[TASK DETAILS]
Update the records from the line with "Would it be possible for you to locate the dark storm" up to and including the line with "left=0, top=0, right=350, bottom=137" by changing every "figure" to "chart" and leaving all else unchanged. Return only those lines.
::::::::
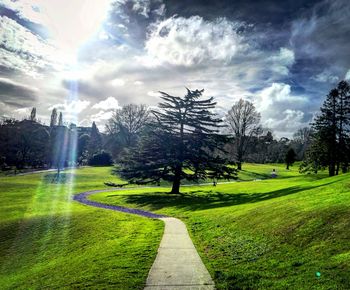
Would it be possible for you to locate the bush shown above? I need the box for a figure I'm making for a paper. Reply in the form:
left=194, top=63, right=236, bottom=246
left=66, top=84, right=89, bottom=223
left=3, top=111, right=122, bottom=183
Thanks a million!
left=88, top=151, right=113, bottom=166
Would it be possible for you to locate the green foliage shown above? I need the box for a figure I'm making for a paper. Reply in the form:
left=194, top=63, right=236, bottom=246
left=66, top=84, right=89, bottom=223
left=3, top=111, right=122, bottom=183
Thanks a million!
left=286, top=148, right=297, bottom=169
left=303, top=81, right=350, bottom=176
left=115, top=90, right=236, bottom=193
left=89, top=151, right=113, bottom=166
left=91, top=164, right=350, bottom=289
left=0, top=167, right=163, bottom=289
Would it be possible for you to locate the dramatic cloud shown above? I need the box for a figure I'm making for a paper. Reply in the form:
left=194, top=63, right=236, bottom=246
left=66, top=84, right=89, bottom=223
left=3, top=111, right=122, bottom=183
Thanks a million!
left=145, top=16, right=248, bottom=66
left=49, top=100, right=90, bottom=115
left=0, top=0, right=350, bottom=136
left=256, top=83, right=312, bottom=137
left=92, top=97, right=119, bottom=111
left=0, top=78, right=39, bottom=108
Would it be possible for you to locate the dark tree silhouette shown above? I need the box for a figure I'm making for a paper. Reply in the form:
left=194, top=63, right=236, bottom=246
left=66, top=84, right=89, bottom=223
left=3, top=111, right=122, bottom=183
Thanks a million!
left=301, top=81, right=350, bottom=176
left=286, top=148, right=297, bottom=170
left=115, top=89, right=236, bottom=194
left=58, top=112, right=63, bottom=126
left=226, top=99, right=261, bottom=170
left=29, top=107, right=36, bottom=122
left=50, top=108, right=57, bottom=128
left=87, top=122, right=102, bottom=158
left=106, top=104, right=150, bottom=147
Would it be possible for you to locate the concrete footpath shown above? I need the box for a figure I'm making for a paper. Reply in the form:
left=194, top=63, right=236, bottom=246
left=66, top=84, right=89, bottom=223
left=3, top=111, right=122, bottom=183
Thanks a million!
left=145, top=217, right=215, bottom=290
left=73, top=188, right=215, bottom=290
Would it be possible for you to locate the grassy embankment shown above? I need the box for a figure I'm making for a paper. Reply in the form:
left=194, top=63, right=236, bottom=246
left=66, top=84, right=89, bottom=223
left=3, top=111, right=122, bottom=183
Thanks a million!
left=0, top=168, right=163, bottom=289
left=91, top=165, right=350, bottom=289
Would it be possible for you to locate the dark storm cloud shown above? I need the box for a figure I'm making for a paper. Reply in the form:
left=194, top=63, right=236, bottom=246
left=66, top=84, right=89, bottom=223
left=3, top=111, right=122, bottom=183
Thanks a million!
left=0, top=78, right=37, bottom=108
left=165, top=0, right=320, bottom=24
left=0, top=3, right=48, bottom=38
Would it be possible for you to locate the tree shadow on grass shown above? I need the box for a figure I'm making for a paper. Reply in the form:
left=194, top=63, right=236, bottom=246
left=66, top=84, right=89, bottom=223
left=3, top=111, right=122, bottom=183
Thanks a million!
left=107, top=181, right=336, bottom=211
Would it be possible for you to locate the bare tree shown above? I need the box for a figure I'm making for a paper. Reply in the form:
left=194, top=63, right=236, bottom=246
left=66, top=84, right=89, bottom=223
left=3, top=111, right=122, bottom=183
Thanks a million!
left=29, top=107, right=36, bottom=122
left=292, top=127, right=313, bottom=160
left=50, top=108, right=57, bottom=127
left=58, top=112, right=63, bottom=126
left=226, top=99, right=261, bottom=170
left=106, top=104, right=150, bottom=146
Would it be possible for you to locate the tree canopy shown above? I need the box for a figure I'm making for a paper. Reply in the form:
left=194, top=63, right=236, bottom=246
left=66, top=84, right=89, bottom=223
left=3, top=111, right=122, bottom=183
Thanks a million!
left=115, top=89, right=236, bottom=193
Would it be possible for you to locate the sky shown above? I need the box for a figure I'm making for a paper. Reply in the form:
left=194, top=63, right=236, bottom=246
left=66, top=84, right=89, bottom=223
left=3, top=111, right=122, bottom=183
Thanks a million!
left=0, top=0, right=350, bottom=137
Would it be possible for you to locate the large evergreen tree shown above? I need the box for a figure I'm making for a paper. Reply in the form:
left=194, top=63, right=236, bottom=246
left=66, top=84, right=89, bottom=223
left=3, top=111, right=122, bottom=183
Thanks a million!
left=50, top=108, right=57, bottom=128
left=58, top=112, right=63, bottom=126
left=115, top=89, right=236, bottom=194
left=87, top=122, right=102, bottom=158
left=29, top=107, right=36, bottom=122
left=226, top=99, right=261, bottom=170
left=302, top=81, right=350, bottom=176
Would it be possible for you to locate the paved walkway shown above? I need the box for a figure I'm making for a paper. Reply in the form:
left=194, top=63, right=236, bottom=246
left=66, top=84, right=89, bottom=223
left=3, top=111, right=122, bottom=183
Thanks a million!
left=73, top=188, right=215, bottom=290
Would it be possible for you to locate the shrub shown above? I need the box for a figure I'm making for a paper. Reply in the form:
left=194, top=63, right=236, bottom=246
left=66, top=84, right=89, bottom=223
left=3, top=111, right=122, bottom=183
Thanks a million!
left=88, top=151, right=113, bottom=166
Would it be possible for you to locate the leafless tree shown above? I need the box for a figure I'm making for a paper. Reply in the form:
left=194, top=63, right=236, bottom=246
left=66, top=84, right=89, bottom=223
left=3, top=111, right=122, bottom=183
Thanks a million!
left=226, top=99, right=261, bottom=170
left=106, top=104, right=150, bottom=146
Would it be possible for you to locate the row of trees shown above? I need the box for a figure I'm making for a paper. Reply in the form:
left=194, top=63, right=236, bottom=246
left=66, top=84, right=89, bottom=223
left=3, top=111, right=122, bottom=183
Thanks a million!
left=301, top=81, right=350, bottom=176
left=0, top=108, right=108, bottom=169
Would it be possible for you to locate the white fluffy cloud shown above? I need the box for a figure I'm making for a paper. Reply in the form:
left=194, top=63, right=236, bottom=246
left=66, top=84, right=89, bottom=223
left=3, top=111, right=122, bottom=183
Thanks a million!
left=92, top=97, right=119, bottom=111
left=270, top=47, right=295, bottom=76
left=0, top=16, right=59, bottom=77
left=144, top=16, right=248, bottom=66
left=311, top=70, right=339, bottom=83
left=49, top=100, right=90, bottom=115
left=256, top=83, right=309, bottom=137
left=344, top=69, right=350, bottom=81
left=2, top=0, right=111, bottom=54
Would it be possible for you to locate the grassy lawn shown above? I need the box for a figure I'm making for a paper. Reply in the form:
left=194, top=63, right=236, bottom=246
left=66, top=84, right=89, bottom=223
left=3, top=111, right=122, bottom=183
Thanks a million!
left=91, top=164, right=350, bottom=289
left=0, top=168, right=163, bottom=289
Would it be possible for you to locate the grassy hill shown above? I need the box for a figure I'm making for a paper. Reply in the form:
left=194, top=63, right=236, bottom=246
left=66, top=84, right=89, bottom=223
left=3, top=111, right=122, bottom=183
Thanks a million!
left=0, top=164, right=350, bottom=289
left=0, top=168, right=163, bottom=289
left=92, top=165, right=350, bottom=289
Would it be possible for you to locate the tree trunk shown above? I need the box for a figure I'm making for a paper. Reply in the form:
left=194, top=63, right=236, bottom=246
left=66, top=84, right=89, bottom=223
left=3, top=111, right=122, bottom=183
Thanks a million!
left=170, top=165, right=182, bottom=194
left=170, top=178, right=180, bottom=194
left=335, top=162, right=340, bottom=175
left=328, top=163, right=335, bottom=176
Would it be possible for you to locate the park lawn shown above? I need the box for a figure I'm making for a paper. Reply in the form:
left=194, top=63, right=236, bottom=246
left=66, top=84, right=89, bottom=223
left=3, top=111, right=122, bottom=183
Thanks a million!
left=0, top=167, right=163, bottom=289
left=90, top=164, right=350, bottom=289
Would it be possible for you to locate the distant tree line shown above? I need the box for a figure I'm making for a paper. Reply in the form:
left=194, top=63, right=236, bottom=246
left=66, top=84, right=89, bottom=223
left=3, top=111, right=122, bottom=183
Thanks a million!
left=0, top=108, right=112, bottom=172
left=300, top=81, right=350, bottom=176
left=0, top=81, right=350, bottom=181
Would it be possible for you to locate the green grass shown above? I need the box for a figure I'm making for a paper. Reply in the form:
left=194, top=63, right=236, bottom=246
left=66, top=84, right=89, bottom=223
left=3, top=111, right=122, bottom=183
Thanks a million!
left=0, top=164, right=350, bottom=289
left=91, top=164, right=350, bottom=289
left=0, top=168, right=163, bottom=289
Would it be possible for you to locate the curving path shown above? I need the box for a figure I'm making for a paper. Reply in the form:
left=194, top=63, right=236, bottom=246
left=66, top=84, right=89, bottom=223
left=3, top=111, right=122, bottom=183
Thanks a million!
left=73, top=188, right=215, bottom=290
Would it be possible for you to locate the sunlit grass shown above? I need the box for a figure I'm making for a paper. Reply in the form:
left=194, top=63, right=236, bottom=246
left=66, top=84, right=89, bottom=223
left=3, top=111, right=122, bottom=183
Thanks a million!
left=91, top=164, right=350, bottom=289
left=0, top=168, right=163, bottom=289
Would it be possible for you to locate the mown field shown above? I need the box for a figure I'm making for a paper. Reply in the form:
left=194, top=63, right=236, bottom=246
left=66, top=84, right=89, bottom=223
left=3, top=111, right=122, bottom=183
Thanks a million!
left=0, top=164, right=350, bottom=289
left=91, top=165, right=350, bottom=289
left=0, top=168, right=163, bottom=289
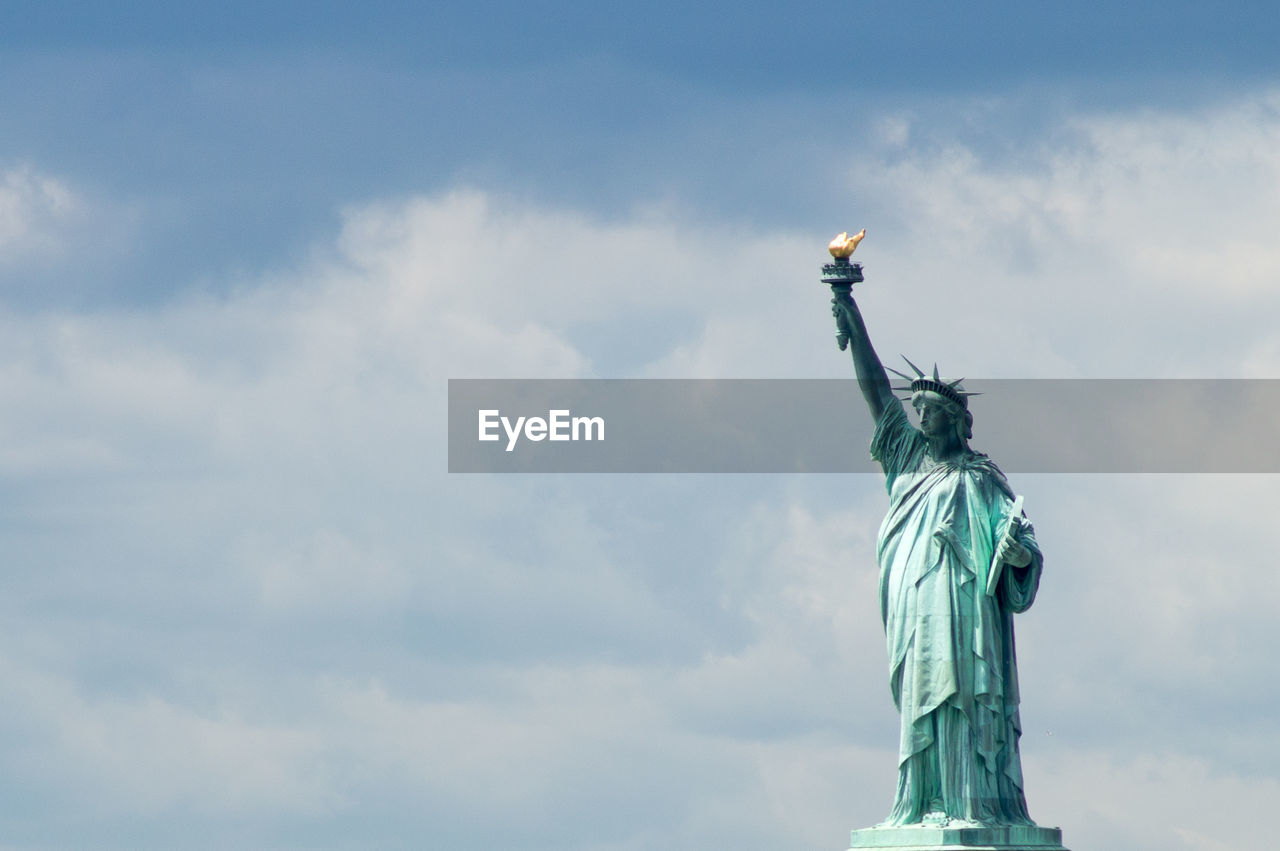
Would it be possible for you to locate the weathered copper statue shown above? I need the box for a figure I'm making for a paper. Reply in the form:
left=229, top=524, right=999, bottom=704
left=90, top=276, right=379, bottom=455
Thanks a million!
left=824, top=238, right=1061, bottom=847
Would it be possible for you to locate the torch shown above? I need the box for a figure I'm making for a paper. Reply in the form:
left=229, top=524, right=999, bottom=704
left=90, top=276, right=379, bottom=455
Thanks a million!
left=822, top=228, right=867, bottom=352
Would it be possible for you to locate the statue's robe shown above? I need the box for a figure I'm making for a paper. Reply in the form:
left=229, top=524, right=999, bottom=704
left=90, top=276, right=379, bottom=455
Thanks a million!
left=872, top=404, right=1043, bottom=824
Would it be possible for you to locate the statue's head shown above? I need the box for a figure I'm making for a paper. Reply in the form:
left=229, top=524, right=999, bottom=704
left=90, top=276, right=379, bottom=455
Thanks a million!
left=891, top=357, right=978, bottom=447
left=911, top=390, right=973, bottom=447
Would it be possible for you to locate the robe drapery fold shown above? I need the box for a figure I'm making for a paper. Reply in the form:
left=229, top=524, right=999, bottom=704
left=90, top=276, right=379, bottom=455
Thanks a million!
left=870, top=404, right=1043, bottom=824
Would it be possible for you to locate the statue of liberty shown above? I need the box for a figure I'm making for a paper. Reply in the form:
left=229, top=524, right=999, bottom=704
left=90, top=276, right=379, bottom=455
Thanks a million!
left=828, top=236, right=1043, bottom=828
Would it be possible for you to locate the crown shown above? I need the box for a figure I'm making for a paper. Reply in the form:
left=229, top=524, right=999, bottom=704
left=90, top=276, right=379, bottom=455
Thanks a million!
left=884, top=354, right=982, bottom=410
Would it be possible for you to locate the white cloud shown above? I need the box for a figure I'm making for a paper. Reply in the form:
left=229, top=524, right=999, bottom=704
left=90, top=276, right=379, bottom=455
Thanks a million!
left=0, top=166, right=84, bottom=262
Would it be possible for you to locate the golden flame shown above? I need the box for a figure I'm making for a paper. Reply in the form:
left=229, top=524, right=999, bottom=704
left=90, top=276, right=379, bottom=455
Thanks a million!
left=827, top=228, right=867, bottom=257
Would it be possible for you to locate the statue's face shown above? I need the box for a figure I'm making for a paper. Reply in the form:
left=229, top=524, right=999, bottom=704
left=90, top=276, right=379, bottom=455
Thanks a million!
left=916, top=401, right=955, bottom=438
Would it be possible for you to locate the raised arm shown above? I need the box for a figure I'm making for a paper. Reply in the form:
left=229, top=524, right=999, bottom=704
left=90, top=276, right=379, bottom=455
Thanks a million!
left=831, top=296, right=899, bottom=422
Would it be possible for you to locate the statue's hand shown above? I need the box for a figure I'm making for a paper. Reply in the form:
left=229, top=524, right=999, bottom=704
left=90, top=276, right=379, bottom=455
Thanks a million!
left=996, top=534, right=1032, bottom=567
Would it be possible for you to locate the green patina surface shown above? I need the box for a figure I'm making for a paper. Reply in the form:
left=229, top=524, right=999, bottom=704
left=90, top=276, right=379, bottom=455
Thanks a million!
left=824, top=255, right=1061, bottom=848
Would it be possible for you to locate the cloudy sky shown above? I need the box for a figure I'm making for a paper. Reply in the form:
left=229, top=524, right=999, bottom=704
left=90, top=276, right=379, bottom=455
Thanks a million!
left=0, top=0, right=1280, bottom=851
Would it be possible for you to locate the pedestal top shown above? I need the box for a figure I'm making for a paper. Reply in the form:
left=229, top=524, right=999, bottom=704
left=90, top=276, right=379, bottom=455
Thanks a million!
left=849, top=824, right=1066, bottom=851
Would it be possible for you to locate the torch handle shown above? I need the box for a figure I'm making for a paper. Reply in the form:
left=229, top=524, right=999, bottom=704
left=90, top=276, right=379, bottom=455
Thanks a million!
left=831, top=284, right=854, bottom=352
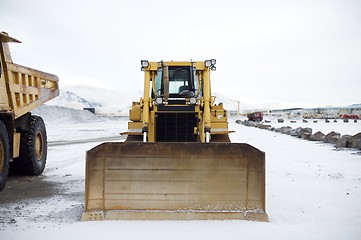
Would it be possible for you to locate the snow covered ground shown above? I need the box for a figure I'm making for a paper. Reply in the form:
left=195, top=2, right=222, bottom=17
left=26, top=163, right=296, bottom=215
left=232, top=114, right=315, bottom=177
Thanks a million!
left=0, top=107, right=361, bottom=240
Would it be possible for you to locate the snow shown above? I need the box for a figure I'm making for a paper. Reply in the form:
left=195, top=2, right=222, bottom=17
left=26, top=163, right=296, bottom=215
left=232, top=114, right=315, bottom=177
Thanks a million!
left=0, top=86, right=361, bottom=240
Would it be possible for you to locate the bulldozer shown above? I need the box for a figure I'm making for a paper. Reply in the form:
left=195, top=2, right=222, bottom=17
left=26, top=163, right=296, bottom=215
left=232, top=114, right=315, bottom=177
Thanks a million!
left=82, top=59, right=268, bottom=221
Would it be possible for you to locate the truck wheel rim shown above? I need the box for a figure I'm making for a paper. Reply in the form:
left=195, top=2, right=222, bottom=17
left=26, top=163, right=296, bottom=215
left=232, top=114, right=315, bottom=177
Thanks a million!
left=35, top=132, right=44, bottom=161
left=0, top=141, right=5, bottom=173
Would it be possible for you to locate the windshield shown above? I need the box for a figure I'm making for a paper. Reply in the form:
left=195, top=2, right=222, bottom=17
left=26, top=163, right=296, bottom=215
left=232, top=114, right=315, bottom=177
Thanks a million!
left=155, top=66, right=198, bottom=97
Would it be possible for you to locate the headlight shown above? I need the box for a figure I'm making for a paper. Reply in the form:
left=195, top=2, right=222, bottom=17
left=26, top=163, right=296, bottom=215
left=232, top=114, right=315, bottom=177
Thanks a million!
left=189, top=97, right=197, bottom=104
left=204, top=60, right=212, bottom=67
left=155, top=97, right=163, bottom=105
left=140, top=60, right=149, bottom=68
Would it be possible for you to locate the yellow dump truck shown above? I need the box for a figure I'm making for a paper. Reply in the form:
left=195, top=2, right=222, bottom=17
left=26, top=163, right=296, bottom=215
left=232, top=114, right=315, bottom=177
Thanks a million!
left=82, top=59, right=268, bottom=221
left=0, top=32, right=59, bottom=190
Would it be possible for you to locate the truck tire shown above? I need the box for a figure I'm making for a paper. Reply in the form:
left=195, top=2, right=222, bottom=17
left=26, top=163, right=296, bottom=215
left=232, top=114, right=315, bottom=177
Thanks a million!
left=0, top=121, right=10, bottom=191
left=14, top=116, right=48, bottom=176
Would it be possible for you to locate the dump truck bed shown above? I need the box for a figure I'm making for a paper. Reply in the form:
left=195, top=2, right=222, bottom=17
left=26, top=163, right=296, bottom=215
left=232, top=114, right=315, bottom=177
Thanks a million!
left=82, top=142, right=268, bottom=221
left=0, top=33, right=59, bottom=119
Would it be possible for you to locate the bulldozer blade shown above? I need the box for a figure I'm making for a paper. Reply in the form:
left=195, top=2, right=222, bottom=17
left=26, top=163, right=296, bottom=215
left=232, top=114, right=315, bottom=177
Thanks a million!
left=82, top=142, right=268, bottom=221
::::::::
[SOLUTION]
Would it be possible for you to locate the dark storm cloud shown above? I need the box for a chart I'm making for a paper. Reply in the form:
left=194, top=63, right=236, bottom=246
left=66, top=84, right=89, bottom=223
left=3, top=111, right=122, bottom=183
Thanks a million!
left=0, top=78, right=37, bottom=108
left=165, top=0, right=320, bottom=24
left=0, top=3, right=48, bottom=38
Would it be possible for you to locate the tree shadow on grass shown above? I need the box for a chart I'm making for a paper. Reply in the form:
left=194, top=63, right=236, bottom=246
left=66, top=84, right=89, bottom=223
left=3, top=111, right=122, bottom=183
Thanks a million!
left=107, top=181, right=336, bottom=211
Would it be possible for you to locate the bare tree shown above? I need the box for a chart I'm making for a paper. Reply in the form:
left=194, top=63, right=236, bottom=246
left=66, top=84, right=89, bottom=223
left=3, top=111, right=122, bottom=183
Thanks a million!
left=29, top=107, right=36, bottom=122
left=292, top=127, right=313, bottom=160
left=50, top=108, right=57, bottom=127
left=58, top=112, right=63, bottom=126
left=226, top=99, right=261, bottom=170
left=106, top=104, right=150, bottom=146
Would it be possible for you to locate the tree canopy shown above? I need the box for a chart I'm making for a paper. Reply in the form:
left=194, top=63, right=236, bottom=246
left=66, top=84, right=89, bottom=223
left=3, top=111, right=122, bottom=183
Thanks a million!
left=115, top=89, right=236, bottom=193
Would it be possible for you to locate the sky shown above? I need the box for a chart I'm making for a paper. Reply in the form:
left=194, top=63, right=236, bottom=246
left=66, top=84, right=89, bottom=223
left=3, top=111, right=122, bottom=183
Thanks a million!
left=0, top=0, right=350, bottom=137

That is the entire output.